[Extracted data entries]
[Start of Attachment]

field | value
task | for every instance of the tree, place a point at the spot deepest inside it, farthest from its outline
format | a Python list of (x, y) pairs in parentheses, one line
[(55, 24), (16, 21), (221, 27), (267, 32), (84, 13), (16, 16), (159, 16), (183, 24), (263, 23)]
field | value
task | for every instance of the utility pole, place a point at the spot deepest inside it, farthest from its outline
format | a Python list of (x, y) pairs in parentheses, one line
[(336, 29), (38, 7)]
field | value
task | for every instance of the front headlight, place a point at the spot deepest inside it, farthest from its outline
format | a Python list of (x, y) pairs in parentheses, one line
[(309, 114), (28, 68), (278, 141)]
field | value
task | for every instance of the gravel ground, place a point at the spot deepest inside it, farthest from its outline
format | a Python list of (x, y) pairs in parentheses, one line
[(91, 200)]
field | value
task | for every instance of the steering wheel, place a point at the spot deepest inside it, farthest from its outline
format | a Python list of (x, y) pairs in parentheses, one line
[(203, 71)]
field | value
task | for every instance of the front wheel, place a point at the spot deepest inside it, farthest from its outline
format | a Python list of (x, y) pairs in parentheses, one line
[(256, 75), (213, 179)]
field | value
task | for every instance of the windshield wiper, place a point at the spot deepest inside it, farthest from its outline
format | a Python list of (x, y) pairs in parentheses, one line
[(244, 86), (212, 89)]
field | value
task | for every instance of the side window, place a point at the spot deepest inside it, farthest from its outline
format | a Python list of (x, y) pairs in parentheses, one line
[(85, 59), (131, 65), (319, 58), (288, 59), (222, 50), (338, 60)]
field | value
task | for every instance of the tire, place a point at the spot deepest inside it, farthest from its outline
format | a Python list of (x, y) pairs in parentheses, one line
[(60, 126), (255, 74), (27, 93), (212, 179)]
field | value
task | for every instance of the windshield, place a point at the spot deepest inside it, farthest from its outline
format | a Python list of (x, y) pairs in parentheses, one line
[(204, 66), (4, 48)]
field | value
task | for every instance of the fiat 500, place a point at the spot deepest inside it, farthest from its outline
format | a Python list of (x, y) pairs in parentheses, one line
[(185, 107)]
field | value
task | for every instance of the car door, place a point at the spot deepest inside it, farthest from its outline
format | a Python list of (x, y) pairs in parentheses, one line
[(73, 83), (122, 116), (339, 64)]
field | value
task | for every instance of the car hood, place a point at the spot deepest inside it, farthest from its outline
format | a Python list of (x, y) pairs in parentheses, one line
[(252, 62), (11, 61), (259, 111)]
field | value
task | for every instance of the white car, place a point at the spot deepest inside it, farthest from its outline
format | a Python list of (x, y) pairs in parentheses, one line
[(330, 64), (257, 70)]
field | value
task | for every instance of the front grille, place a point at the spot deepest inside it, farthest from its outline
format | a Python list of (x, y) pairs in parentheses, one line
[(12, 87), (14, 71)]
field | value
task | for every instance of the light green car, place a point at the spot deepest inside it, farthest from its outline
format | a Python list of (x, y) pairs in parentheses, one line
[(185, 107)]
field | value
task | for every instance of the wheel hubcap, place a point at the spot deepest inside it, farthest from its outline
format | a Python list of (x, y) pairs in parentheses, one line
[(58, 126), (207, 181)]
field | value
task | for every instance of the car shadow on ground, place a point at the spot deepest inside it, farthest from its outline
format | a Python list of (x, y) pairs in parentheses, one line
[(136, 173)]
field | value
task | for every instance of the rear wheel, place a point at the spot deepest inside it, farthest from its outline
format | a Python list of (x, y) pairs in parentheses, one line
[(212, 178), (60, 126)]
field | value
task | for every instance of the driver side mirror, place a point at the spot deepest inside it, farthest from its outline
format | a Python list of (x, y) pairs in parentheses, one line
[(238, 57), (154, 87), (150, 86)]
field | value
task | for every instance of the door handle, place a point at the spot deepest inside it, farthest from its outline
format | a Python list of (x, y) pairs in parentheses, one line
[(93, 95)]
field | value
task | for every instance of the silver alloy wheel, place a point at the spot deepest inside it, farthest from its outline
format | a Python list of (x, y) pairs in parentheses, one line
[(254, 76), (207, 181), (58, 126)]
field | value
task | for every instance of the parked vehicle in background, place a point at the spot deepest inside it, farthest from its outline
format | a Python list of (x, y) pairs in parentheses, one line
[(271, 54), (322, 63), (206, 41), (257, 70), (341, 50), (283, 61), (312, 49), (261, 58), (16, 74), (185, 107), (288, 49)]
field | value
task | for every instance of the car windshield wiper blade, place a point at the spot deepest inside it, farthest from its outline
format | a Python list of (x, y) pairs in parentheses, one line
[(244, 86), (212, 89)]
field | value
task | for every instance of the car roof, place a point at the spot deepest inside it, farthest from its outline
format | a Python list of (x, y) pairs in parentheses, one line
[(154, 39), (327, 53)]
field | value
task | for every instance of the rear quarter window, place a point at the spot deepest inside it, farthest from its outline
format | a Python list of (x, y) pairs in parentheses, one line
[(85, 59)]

[End of Attachment]

All records above need to be set down again exactly as written.

| The completed task |
field | value
task | for every instance of the tree, place a point at the spot deepest inside it, farthest from its outline
format | a Python list of (x, y) pairs in parentheses, one line
[(55, 24), (16, 21), (221, 27), (267, 32), (84, 13), (16, 16), (159, 16), (183, 24), (263, 23)]
field | value
task | for every instance of the utility pole, place a point at the spot deepest inside it, farthest from its outline
format | a Python list of (x, y) pairs in parentheses, one line
[(336, 29), (38, 7)]
field | value
task | for every instance of the front headlight, place a point at the spot deepest inside it, farthest from its outline
format | a Python list of (x, y) pairs in parentheses, one line
[(309, 114), (28, 68), (278, 141)]
field | value
task | for every instance of the gravel ground, place a point at the spot deepest inside it, farthest from its outline
format | a Python list of (x, y) pairs in parentheses, one line
[(91, 200)]
field | value
task | for every instance of the steering wheel, place a point at the spot deepest inside it, farthest from its outline
format | a Python list of (x, y) pairs in parentheses, one line
[(203, 71)]
field | value
task | for every instance of the front wheel, place a point at the spot deepest inside it, farthest from its outline
format | a Python list of (x, y) pairs in parentheses, one line
[(256, 75), (213, 179)]
field | value
task | for every instance of the windshield wiper, place a point at the spot deepest inside it, farthest from its outline
format | a Python list of (x, y) pairs in parentheses, one line
[(244, 86), (212, 89)]
field | value
task | for every instance of the side window, place a point at the spot deepest inside it, farthest from its outline
format | a Python list of (x, y) pairs in parentheses, one line
[(85, 59), (131, 65), (319, 58), (288, 59), (222, 50), (338, 60)]
field | value
task | for every instance of the tire, place a point at the spot deepest inside it, farthest from its outline
format | a Python list of (x, y) pairs in parentheses, one line
[(60, 126), (255, 74), (27, 93), (212, 179)]
field | value
task | for every instance of the windshield, place a point at the spot deepest inside it, farthest from its outline
format | a Python list of (x, y) pairs in parentheses, one line
[(204, 66), (4, 48)]
field | value
task | for every instance of the fiat 500, place a point at the spot deepest inside it, farthest from its outline
format | a Python list of (x, y) pairs in parentheses, one line
[(185, 107)]
field | value
task | for every instance of the car door, place a point at the spot deepest inside it, farthest from its outline
format | a Python list of (x, y) pairs in parentheses, one line
[(73, 83), (122, 116), (339, 64)]
field | value
task | for every instance of the car hood, place a point at the spot deepest inside it, farthest from its outline
format | a Python list of (x, y) pairs in parentheses, one line
[(252, 62), (11, 61), (259, 111)]
field | value
task | for every instance of the white car, place a point at the spot deepest inside it, farthest from its outline
format | a Python list of (x, y) pairs in parentheses, one line
[(330, 64), (257, 70)]
field | value
task | for every instance of the front grille, place a point at the spot deepest inside it, farthest from its outline
format | a Python list of (x, y) pairs in parentheses, one line
[(12, 87), (14, 71)]
field | value
task | for every instance of the light green car, place a point at the spot deepest inside it, farthest from its outline
format | a Python list of (x, y) pairs in parentheses, one line
[(185, 107)]
field | value
task | for every instance of the wheel hubcap, place a point at the spot deepest inside it, farthest from its outline
format | a Python list of (x, y) pairs in parentheses, one line
[(58, 126), (207, 181)]
field | value
task | for every instance of the car shadow on ground, place a point at the spot deepest inside it, farthest from its outline
format | a Python list of (x, y) pairs in parentheses, one line
[(136, 173)]
field | value
task | for every instance of the rear wheel, place a point at the spot deepest inside it, farthest from its outline
format | a Python list of (x, y) pairs in parentheses, one line
[(212, 178), (60, 126)]
field | value
task | for every instance of the driver side mirror, place a point at the spot deepest inside it, farthest from its outline
format | a Python list of (x, y) pairs in parentheses, one line
[(238, 57), (154, 87), (150, 86)]
field | value
task | for every instance of the door handle, place a point at the spot deepest inside it, farthest from its outline
format | a Python list of (x, y) pairs in parentheses, one line
[(93, 95)]
field | value
task | for every instance of the silver alloy wheel, place a point at the spot deepest inside it, farthest from its outline
format | a Python list of (x, y) pairs in parentheses, one line
[(254, 76), (207, 181), (58, 126)]
field | value
task | for every instance of the parked vehicle in background, place a point at the spot deepest inside it, farthest from its outline
format | a Python list of (x, y) pairs in parentheses, one line
[(271, 54), (322, 63), (206, 41), (257, 70), (341, 50), (283, 61), (312, 49), (261, 58), (16, 74), (185, 107), (288, 49)]
field | value
task | for every instance of the car windshield wiper blade, place a point at the spot deepest inside it, farthest from its outline
format | a Python list of (x, y) pairs in parentheses, one line
[(244, 86), (212, 89)]
field | value
task | for every instance of the car roof, place a point at the spot deepest inside it, farthest from its outline
format | a Python list of (x, y) pairs in parentheses, one line
[(154, 39), (327, 53)]
field | value
task | for every instance of the rear quarter window, place a point at the spot deepest inside it, farthest from its outline
format | a Python list of (x, y) pairs in parentheses, one line
[(85, 59)]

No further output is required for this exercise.